--- Begin Text to read ---

Re: Anomaly detection Apache Flink

2020-04-07 Thread Salvador Vigo
Ok, thanks for the clarification.


On Tue, Apr 7, 2020, 7:00 PM Nienhuis, Ryan  wrote:

> Vigo,
>
>
>
> I mean that the algorithm is a standalone piece of code. There are no
> examples that I am aware of for running it using Flink.
>
>
>
> Ryan
>
>
>
> *From:* Salvador Vigo 
> *Sent:* Saturday, April 4, 2020 12:26 AM
> *To:* Marta Paes Moreira 
> *Cc:* Nienhuis, Ryan ; user 
> *Subject:* RE: [EXTERNAL] Anomaly detection Apache Flink
>
>
>
> *CAUTION*: This email originated from outside of the organization. Do not
> click links or open attachments unless you can confirm the sender and know
> the content is safe.
>
>
>
> Thanks for answer.
>
>
>
> @Marta, First answer videos [1], [2]. It was interesting to see this two
> different approaches, although I was looking for some more specific
> implementation. Link number [3], I didn't know the existence of Kinesis, so
> maybe could be good for benchmarking and comparing my results with the
> Kinesis results. Then the approach of CEP, I am very related with this
> topic since my current work is based in the implementation of a CEP
> pipeline for monitoring. The only problem I see here is that you need in
> advance a predefined pattern. But it worth a try.
>
>
>
> @Ryan, I see this idea of the random cut forest algorithm more close to
> the idea I am looking for. What do you mean when you say that doesn't work
> getting it works with Flink?
>
>
>
> Best,
>
>
>
> On Fri, Apr 3, 2020 at 8:47 PM Marta Paes Moreira 
> wrote:
>
> Forgot to mention that you might also want to have a look into Flink CEP
> [1], Flink's library for Complex Event Processing.
>
> It allows you to define and detect event patterns over streams, which can
> come in pretty handy for anomaly detection.
>
>
>
> [1]
> https://ci.apache.org/projects/flink/flink-docs-stable/dev/libs/cep.html
>
>
>
> On Fri, Apr 3, 2020 at 6:08 PM Nienhuis, Ryan  wrote:
>
> I would also have a look at the random cut forest algorithm. This is the
> base algorithm that is used for anomaly detection in several AWS services
> (Quicksight, Kinesis Data Analytics, etc.). It doesn’t help with getting it
> working with Flink, but may be a good place to start for an algorithm.
>
>
>
> https://github.com/aws/random-cut-forest-by-aws
>
>
>
> Ryan
>
>
>
> *From:* Marta Paes Moreira 
> *Sent:* Friday, April 3, 2020 5:25 AM
> *To:* Salvador Vigo 
> *Cc:* user 
> *Subject:* RE: [EXTERNAL] Anomaly detection Apache Flink
>
>
>
> *CAUTION*: This email originated from outside of the organization. Do not
> click links or open attachments unless you can confirm the sender and know
> the content is safe.
>
>
>
> Hi, Salvador.
>
> You can find some more examples of real-time anomaly detection with Flink
> in these presentations from Microsoft [1] and Salesforce [2] at Flink
> Forward. This blogpost [3] also describes how to build that kind of
> application using Kinesis Data Analytics (based on Flink).

--- End Text to read ---

• **Set problem**
From the Flink anomaly detection thread:
(a) Which two companies gave the Flink Forward presentations that Marta points to?
(b) What does Salvador call the only problem with the CEP approach?
(c) Which AWS services does Ryan name as using the random cut forest algorithm for anomaly detection?
The rows have nothing to do with the text.

--- Begin Information shown ---

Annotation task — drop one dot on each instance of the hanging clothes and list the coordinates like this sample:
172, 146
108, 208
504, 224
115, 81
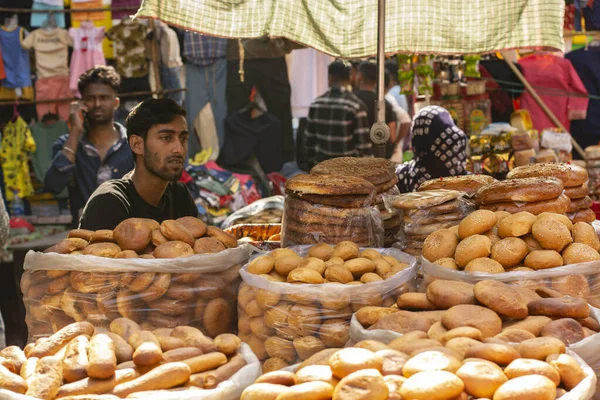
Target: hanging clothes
51, 51
87, 50
130, 41
17, 145
587, 132
15, 58
559, 87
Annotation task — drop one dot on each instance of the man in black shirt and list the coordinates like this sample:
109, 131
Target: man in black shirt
366, 82
158, 137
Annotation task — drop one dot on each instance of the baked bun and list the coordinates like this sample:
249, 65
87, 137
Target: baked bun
440, 244
173, 249
208, 245
195, 226
521, 190
133, 234
543, 259
469, 184
536, 387
476, 223
558, 205
566, 329
570, 174
484, 319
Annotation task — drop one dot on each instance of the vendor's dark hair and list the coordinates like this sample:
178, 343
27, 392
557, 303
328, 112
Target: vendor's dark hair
151, 112
102, 74
369, 71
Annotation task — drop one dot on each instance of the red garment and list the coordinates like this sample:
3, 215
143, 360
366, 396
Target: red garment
557, 83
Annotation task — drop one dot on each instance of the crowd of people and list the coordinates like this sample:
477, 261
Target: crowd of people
340, 120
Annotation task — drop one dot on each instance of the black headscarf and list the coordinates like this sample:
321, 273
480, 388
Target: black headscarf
439, 146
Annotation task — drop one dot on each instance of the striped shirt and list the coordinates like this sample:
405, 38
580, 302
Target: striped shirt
337, 127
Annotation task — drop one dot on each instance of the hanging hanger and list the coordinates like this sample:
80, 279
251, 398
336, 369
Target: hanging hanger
50, 23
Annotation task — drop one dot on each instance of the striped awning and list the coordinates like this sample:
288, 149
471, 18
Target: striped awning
348, 28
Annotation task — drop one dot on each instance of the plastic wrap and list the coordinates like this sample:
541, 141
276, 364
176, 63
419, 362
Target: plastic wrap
199, 290
575, 280
422, 213
228, 390
308, 223
585, 352
276, 318
265, 211
263, 236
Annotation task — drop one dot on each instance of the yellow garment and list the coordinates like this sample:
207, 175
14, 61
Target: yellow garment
17, 145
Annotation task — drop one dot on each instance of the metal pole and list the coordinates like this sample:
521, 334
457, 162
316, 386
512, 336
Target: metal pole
380, 132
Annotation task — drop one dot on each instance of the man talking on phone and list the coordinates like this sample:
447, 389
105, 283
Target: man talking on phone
96, 148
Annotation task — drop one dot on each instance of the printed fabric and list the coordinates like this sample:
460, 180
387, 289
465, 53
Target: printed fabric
51, 51
87, 50
439, 146
130, 42
17, 145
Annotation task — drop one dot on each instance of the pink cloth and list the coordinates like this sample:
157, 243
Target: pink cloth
87, 50
552, 77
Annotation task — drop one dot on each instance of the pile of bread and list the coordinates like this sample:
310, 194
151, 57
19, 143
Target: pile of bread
372, 370
468, 184
83, 362
287, 326
425, 212
56, 298
507, 313
574, 180
496, 242
380, 172
330, 209
146, 238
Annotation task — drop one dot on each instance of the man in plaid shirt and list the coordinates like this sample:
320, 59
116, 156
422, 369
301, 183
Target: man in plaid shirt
337, 122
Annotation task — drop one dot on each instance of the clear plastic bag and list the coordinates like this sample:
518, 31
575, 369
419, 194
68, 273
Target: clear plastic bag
575, 280
230, 389
584, 351
244, 215
199, 291
422, 213
290, 322
308, 223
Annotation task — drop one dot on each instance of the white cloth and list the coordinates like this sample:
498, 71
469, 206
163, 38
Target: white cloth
307, 69
169, 45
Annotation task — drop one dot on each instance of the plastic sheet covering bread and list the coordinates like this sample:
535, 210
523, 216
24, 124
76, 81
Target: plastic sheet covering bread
422, 213
575, 280
585, 390
264, 211
263, 236
305, 222
286, 323
198, 290
230, 389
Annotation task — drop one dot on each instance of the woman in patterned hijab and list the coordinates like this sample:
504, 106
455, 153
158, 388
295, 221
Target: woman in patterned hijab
439, 147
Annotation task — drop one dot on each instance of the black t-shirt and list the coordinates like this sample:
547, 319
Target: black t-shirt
370, 98
116, 200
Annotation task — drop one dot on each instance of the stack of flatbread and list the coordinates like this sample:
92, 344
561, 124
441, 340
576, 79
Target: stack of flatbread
575, 182
426, 212
330, 209
381, 173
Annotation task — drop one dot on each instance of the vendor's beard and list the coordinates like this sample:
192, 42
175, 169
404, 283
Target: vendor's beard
152, 163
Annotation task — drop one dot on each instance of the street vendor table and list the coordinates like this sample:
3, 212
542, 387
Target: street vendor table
11, 298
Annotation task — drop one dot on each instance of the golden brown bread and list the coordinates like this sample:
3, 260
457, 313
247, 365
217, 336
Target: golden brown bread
570, 174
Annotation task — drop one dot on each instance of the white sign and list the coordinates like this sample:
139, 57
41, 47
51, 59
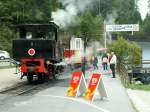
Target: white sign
123, 27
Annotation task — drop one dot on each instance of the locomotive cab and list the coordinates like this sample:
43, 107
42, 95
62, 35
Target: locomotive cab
37, 49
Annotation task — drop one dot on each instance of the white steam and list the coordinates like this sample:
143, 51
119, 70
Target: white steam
66, 17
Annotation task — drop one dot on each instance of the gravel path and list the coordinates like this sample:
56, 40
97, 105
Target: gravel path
9, 78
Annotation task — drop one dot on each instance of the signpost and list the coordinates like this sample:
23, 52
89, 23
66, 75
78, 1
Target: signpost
122, 27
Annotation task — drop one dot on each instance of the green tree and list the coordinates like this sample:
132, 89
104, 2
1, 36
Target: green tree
126, 52
89, 27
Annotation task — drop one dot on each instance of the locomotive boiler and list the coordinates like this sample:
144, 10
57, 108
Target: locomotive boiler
38, 50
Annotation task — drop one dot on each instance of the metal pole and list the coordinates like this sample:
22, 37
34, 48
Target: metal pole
105, 39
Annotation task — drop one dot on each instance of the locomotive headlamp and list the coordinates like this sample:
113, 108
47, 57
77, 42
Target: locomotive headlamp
31, 51
48, 62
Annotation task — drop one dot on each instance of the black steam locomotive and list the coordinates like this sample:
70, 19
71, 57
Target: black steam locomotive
38, 50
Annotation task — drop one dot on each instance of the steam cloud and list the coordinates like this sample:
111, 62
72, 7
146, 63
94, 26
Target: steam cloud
65, 17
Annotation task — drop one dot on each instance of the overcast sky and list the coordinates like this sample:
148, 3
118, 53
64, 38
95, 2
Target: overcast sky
143, 7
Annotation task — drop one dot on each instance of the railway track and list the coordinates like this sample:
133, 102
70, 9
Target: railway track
19, 89
26, 89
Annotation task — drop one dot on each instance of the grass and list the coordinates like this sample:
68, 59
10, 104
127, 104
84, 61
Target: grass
140, 87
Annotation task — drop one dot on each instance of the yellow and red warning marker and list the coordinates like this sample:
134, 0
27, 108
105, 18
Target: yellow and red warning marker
31, 51
77, 84
94, 84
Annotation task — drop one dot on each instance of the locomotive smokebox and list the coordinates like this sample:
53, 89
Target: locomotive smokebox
43, 48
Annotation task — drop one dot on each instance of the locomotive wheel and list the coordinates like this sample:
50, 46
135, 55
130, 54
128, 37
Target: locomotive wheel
30, 77
40, 77
56, 76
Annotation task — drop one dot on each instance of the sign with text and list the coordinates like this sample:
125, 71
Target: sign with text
95, 83
123, 27
77, 83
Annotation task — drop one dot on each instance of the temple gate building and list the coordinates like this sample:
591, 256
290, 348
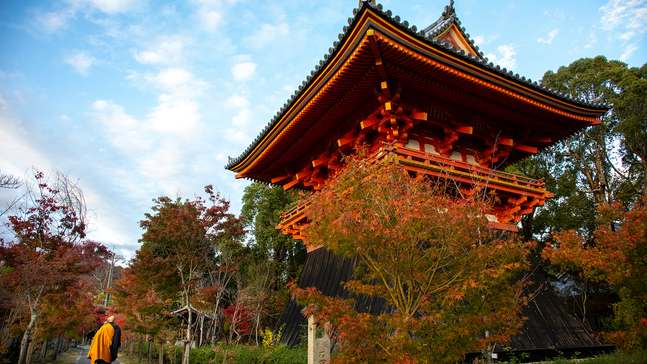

--- End Information shown ---

• **The completed task**
(a) Microsoft and Salesforce.
(b) It needs a predefined pattern in advance.
(c) Quicksight and Kinesis Data Analytics.